TASK DIRECTIONS:
So that the copy stays text only, transcribe the data below exactly and exclude the images.

────

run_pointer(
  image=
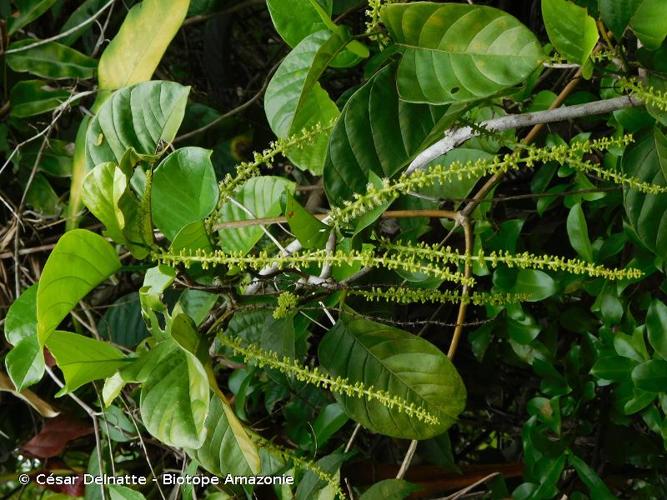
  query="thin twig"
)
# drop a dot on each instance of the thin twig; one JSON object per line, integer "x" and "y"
{"x": 64, "y": 33}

────

OUTPUT OF THE TASK:
run_pointer(
  image=
  query="thin twig"
)
# drop a dot on each instance of the thin twig; one JSON object per line, integer "x" and "y"
{"x": 64, "y": 33}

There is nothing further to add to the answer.